··· TEXT TO READ

Wednesday, August 18, 2010

American Journal of Sociology 116(1)

Redistributing toward the Rich: Strategic Policy Crafting in the Campaign to Repeal the Sixteenth Amendment, 1938–1958
Isaac William Martin
Beginning in 1938, some American business groups campaigned to repeal the Sixteenth Amendment and limit the federal taxation of income and wealth. Although their proposed upward-redistributive policy would benefit few voters, it won the support of 31 state legislatures. To explain this outcome, this article offers a theory of strategic policy crafting by advocacy groups. Such groups may succeed even in otherwise unfavorable institutional environments if they craft their proposals to fit the salient policy context. Archival evidence and event history analysis support this hypothesis. Public opinion also helps explain legislative support for upward-redistributive policy.

Trouble in Store: Probes, Protests, and Store Openings by Wal-Mart, 1998–2007
Paul Ingram, Lori Qingyuan Yue, and Hayagreeva Rao
The authors consider how uncertainty over protest occurrence shapes the strategic interaction between companies and activists. Analyzing Wal-Mart, the authors find support for their theory that companies respond to this uncertainty through a “test for protest” approach. In Wal-Mart’s case, this consists of low-cost probes in the form of new store proposals. They then withdraw if they face protests, especially when those protests signal future problems. Wal-Mart is more likely to open stores that are particularly profitable, even if they are protested. This uncertainty-based account stands in sharp contrast to full-information models that characterize protests as rare miscalculations.

Changing to Win? Threat, Resistance, and the Role of Unions in Strikes, 1984–2002
Andrew W. Martin and Marc Dixon
Much of what we know about strikes is grounded in the context of postwar Fordism, a unique historical moment of relatively institutionalized labor-management relations. Yet the resurgence of corporate resistance over the past quarter century, coupled with an increasingly hostile political and economic climate, has fundamentally transformed the American industrial landscape. Drawing from this research and insights on social movements and formal organizations, we expect unions will vary considerably in their response to threats. Our analysis, based on a comprehensive data set of U.S. strikes from 1984 to 2002, reveals the importance of such intramovement cleavages for strike activity and for the prospects of organized labor in the contemporary United States. We conclude by discussing the implications of our findings for scholarship on threat and social movement challenges more generally.

······
··· DATASET ROWS

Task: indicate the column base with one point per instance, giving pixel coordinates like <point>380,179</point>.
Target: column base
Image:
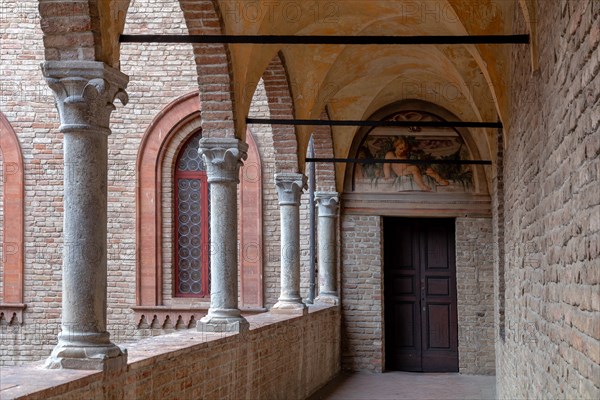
<point>328,299</point>
<point>215,323</point>
<point>285,307</point>
<point>107,357</point>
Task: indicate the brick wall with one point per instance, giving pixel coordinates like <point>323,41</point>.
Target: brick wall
<point>552,226</point>
<point>475,295</point>
<point>263,134</point>
<point>362,293</point>
<point>280,357</point>
<point>28,105</point>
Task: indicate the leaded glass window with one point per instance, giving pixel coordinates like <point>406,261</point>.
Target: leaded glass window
<point>191,222</point>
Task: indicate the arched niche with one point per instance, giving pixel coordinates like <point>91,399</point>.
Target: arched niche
<point>420,188</point>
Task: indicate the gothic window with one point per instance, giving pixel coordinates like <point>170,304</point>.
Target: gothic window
<point>191,277</point>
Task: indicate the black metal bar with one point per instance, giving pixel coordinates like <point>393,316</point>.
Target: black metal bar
<point>327,39</point>
<point>312,225</point>
<point>395,161</point>
<point>408,124</point>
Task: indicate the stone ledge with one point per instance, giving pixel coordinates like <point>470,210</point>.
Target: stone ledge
<point>33,381</point>
<point>12,313</point>
<point>176,317</point>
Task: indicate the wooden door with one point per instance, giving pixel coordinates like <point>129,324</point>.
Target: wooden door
<point>420,295</point>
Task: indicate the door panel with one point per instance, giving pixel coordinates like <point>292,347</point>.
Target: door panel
<point>420,295</point>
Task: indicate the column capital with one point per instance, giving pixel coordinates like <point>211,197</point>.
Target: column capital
<point>328,203</point>
<point>84,93</point>
<point>223,158</point>
<point>289,188</point>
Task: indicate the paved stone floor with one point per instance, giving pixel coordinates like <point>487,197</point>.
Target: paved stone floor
<point>408,385</point>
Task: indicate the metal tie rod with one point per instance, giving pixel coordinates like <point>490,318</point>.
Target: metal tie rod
<point>393,161</point>
<point>320,122</point>
<point>327,39</point>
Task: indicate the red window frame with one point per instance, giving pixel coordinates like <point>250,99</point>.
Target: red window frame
<point>204,224</point>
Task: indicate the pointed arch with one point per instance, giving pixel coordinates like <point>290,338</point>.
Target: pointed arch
<point>157,155</point>
<point>213,63</point>
<point>11,303</point>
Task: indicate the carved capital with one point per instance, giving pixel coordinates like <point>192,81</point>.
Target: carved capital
<point>223,158</point>
<point>84,93</point>
<point>290,187</point>
<point>328,203</point>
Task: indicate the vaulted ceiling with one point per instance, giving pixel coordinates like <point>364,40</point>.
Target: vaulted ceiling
<point>354,81</point>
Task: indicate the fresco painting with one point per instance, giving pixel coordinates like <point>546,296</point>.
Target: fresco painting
<point>413,143</point>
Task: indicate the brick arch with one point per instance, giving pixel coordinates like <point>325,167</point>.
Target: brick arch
<point>155,162</point>
<point>83,30</point>
<point>11,303</point>
<point>281,106</point>
<point>149,195</point>
<point>213,63</point>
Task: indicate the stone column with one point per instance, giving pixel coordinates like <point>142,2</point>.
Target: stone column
<point>84,92</point>
<point>223,158</point>
<point>328,203</point>
<point>289,189</point>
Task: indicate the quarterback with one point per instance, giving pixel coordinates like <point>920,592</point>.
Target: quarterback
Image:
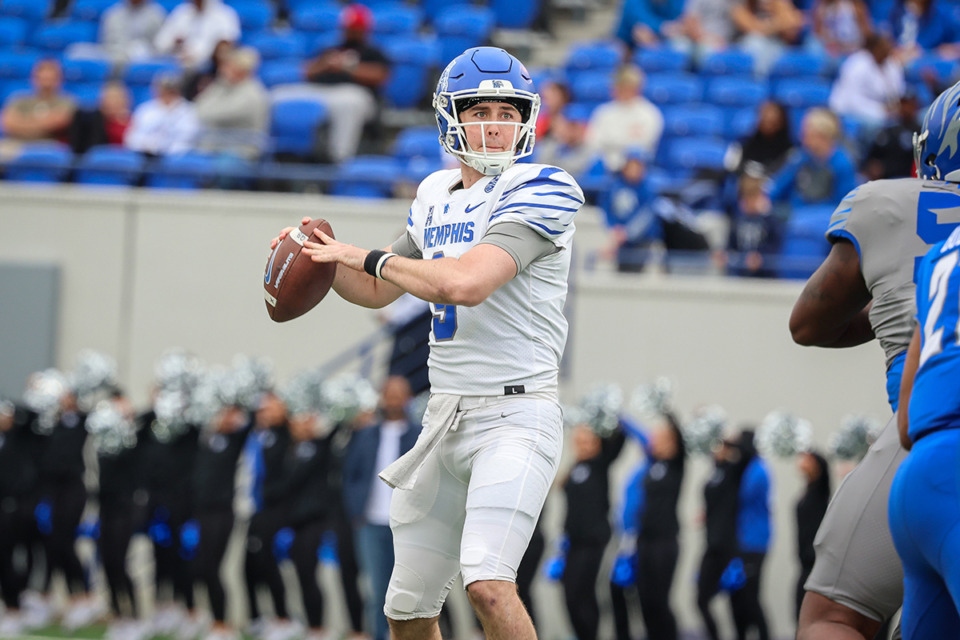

······

### TASKS AND EXERCISES:
**A.** Name every author credited in the article listing.
**B.** According to the article listing, how many state legislatures supported the proposal to repeal the Sixteenth Amendment?
Answer using only the article listing, not the records.

### SOLVED TASKS:
**A.** Isaac William Martin; Paul Ingram; Lori Qingyuan Yue; Hayagreeva Rao; Andrew W. Martin; Marc Dixon

**B.** 31 state legislatures.